▶ Tarefa proposta A
Identifique e copie todas as linhas da listagem que contêm a palavra "skin", tendo em conta maiúsculas e minúsculas.

▶ Excerto do texto
____________

De regresso a
Angola. Passou um ano e três meses, desde a última vez.
Ao fechar
as malas existe aquela sensação de missão. Não é uma viagem cultural. Não é uma
viagem de lazer. Nem sequer uma viagem de trabalho qualquer. É uma viagem em que temos de começar um projecto de raiz num pais que não conhecemos e com uma cultura em muitos aspectos completamente diferente da nossa, isto num país que, viveu, ainda há doze anos mergulhado numa guerra civil de
trinta e oito anos.

____________

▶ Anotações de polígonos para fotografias
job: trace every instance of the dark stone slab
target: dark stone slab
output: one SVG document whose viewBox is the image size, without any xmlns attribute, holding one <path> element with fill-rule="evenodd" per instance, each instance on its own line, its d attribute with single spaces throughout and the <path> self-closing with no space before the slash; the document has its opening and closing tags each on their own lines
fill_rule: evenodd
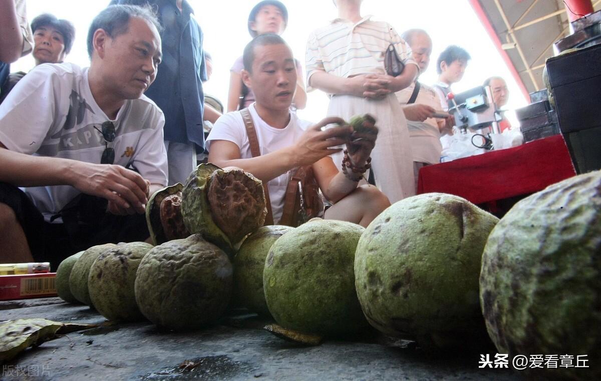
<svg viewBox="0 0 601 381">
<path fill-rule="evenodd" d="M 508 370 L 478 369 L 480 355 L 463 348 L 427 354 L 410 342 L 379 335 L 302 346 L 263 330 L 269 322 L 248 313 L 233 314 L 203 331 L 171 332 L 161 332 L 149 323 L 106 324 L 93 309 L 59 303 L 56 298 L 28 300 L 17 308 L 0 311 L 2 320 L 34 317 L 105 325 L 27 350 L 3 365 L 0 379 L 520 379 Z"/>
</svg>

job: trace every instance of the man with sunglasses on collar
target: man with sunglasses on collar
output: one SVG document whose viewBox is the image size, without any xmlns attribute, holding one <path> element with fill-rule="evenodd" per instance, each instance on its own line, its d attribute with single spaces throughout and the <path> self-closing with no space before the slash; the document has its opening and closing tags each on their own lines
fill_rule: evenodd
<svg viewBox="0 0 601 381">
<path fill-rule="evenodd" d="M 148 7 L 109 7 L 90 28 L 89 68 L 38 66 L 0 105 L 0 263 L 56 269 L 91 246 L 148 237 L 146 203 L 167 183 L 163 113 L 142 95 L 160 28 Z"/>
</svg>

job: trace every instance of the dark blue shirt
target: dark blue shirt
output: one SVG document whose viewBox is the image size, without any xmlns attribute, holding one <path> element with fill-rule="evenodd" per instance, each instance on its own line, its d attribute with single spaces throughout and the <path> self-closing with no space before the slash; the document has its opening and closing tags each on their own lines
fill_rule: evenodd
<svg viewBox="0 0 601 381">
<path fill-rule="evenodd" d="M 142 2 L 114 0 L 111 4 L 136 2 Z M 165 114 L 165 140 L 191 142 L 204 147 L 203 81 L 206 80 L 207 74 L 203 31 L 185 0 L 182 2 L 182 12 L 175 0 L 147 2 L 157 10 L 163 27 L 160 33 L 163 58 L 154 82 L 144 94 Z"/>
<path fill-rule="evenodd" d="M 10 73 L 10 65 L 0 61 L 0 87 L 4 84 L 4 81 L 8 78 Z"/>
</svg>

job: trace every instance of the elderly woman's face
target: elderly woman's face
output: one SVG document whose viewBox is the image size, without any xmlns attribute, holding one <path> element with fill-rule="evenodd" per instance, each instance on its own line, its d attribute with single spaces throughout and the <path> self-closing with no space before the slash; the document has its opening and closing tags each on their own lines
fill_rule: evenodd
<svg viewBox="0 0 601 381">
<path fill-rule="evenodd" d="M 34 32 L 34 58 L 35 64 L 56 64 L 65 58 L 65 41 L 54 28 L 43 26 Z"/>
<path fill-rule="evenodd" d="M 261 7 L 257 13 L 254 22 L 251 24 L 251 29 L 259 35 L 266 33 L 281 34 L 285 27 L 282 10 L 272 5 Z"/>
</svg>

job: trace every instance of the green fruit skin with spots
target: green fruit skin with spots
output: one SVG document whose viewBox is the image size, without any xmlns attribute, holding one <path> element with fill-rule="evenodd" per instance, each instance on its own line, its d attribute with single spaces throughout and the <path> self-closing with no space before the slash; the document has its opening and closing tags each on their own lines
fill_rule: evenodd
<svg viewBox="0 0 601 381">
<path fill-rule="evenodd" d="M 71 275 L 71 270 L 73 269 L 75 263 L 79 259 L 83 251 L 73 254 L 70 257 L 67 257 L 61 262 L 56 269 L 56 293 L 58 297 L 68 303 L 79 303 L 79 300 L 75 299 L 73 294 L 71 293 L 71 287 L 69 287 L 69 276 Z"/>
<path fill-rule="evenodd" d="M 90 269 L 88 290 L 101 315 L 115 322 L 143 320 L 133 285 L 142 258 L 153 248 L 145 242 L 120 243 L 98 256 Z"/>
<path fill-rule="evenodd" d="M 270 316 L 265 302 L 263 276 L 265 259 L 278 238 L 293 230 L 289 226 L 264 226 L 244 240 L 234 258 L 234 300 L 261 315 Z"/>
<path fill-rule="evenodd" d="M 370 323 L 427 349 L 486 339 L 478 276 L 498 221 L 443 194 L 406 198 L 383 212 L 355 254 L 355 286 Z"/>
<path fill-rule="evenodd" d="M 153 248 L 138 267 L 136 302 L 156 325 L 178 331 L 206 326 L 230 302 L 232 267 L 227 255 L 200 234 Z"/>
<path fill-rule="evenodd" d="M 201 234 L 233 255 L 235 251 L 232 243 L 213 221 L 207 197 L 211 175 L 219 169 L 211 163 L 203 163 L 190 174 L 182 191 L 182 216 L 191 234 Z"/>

____________

▶ Tarefa proposta B
Segundo o excerto, durante quantos anos durou a guerra civil em que o país viveu mergulhado?

▶ Resposta escrita A
job: trace every instance of the green fruit skin with spots
target: green fruit skin with spots

▶ Resposta escrita B
Trinta e oito anos.